## start Record extracts

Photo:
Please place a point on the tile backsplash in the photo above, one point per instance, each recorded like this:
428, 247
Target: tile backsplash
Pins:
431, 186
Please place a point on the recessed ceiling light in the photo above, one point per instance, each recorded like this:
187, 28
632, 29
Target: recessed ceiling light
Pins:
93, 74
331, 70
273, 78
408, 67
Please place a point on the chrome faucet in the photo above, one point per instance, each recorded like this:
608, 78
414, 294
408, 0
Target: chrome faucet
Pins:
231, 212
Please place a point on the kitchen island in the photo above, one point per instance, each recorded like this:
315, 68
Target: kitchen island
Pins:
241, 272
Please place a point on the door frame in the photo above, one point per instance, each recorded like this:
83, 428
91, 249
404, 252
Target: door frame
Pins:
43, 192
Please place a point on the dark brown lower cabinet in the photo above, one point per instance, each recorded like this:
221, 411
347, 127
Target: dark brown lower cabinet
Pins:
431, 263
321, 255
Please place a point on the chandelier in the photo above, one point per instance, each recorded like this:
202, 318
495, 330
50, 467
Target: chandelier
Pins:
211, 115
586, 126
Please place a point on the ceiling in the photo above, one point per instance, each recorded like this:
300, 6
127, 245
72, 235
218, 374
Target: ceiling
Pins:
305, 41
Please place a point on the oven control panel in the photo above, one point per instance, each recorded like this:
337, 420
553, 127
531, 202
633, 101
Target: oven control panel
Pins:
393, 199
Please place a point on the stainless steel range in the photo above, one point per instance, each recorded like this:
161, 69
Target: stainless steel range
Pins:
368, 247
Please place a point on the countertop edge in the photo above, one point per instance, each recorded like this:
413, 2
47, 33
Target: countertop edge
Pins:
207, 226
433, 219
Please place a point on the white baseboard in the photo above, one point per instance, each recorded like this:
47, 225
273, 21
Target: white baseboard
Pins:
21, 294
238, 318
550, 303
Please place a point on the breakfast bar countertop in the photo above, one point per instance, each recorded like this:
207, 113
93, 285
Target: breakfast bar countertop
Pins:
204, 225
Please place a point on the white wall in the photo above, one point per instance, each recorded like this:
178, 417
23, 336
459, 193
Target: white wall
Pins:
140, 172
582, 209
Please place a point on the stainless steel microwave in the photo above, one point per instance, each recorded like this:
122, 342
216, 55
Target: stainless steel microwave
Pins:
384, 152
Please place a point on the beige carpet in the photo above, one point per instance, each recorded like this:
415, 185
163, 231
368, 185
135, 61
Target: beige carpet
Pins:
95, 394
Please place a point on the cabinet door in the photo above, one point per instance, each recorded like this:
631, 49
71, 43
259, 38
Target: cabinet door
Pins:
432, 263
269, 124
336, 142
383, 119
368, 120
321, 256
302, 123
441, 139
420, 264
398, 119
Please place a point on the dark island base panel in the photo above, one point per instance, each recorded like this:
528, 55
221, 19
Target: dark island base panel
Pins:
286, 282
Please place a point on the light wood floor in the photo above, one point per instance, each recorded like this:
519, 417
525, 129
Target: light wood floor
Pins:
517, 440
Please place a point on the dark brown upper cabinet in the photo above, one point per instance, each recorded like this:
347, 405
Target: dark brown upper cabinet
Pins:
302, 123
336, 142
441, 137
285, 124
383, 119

## end Record extracts

### Directive
Write out all the lines again, exactly as they are.

### Problem solution
Photo:
Please place a point on the tile backsplash in the photo above, one point per instance, each recorded like this:
428, 247
Target: tile backsplash
Pins:
431, 186
Please place a point on the recessed ceiling light in the photo above, one point per instance, each recorded like this:
187, 28
632, 29
Target: recessed ceiling light
Pins:
93, 74
331, 70
273, 78
408, 67
Please place a point on the chrome faucet in the photo above, one point per instance, each recorded like this:
608, 78
414, 294
408, 0
Target: chrome faucet
Pins:
231, 212
Please place a point on the kitchen island in the photo above, one point per instance, each recorded like this:
315, 68
Target: kitchen island
Pins:
241, 272
Please place a point on the door frame in the photo above, one point per instance, each recorded like this:
83, 428
91, 249
404, 252
Target: door frame
Pins:
43, 192
Please place a point on the dark brown lower cabinet in the photo above, one point per instance, each recorded like this:
221, 411
347, 127
Target: dark brown lower cabinet
Pins:
431, 263
321, 255
Please place a point on the chandelier in the photo above, one point per instance, each recorded like this:
202, 318
495, 330
50, 467
Target: chandelier
Pins:
211, 115
586, 126
Please place a point on the ceiling in the photo above, one point per instance, each recorded like this:
300, 6
127, 245
72, 235
218, 374
Target: ceiling
Pins:
305, 41
Please place a point on the oven control panel in the photo above, one point per instance, each recorded like this:
337, 420
553, 127
531, 202
633, 101
Target: oven control panel
Pins:
393, 199
Please place a point on the stainless steel range in the photo above, one point per instance, each recorded like this:
161, 69
Target: stainless steel range
Pins:
368, 247
Please place a point on the countertop edge in the photo above, one point per instance, each recorded like this:
413, 2
47, 33
Target: countertop edge
Pins:
207, 226
433, 219
Please place a point on the white baseboard in the photo above, one point per instance, each recorded like this:
47, 225
273, 21
Target: white baseboard
Pins:
21, 294
238, 318
550, 303
Please place a point on the breakfast bar countertop in the photo above, one point per instance, each recorded like this:
207, 113
93, 285
Target: breakfast bar countertop
Pins:
204, 225
Please place a point on the white wall in the photo above, one point per instance, each recorded like this:
178, 417
23, 336
459, 193
Target: white wall
Pins:
140, 172
582, 209
Please place a point on the stainless steel microwave in the photo above, one point per instance, each recorded like this:
122, 342
216, 55
Target: stainless steel microwave
Pins:
384, 152
Please place a point on the beige carpet in the photo above, one point per instance, each recorded like this:
415, 185
163, 231
368, 185
135, 61
Target: beige carpet
Pins:
95, 394
Please place a point on the cabinet door in the photo above, one point per instance, each recorded like this:
631, 49
71, 43
259, 38
Target: cabinet door
Pins:
432, 263
269, 124
336, 142
383, 119
368, 120
321, 256
302, 123
441, 139
420, 264
398, 119
Please place a point on the dark island base panel in the photo above, one point per instance, each recorded like this:
528, 55
221, 19
Target: dark island base panel
Pins:
286, 282
Please place a point on the light wood floor in the photo above, one point per instance, each recorded like this:
519, 417
525, 129
Target: light wood floor
Pins:
517, 440
Please place a point on the dark brown upper cabinet in the photo above, one point per instance, each recorded like this:
347, 405
Target: dark brown upper cabinet
Pins:
302, 123
336, 142
441, 137
285, 124
383, 119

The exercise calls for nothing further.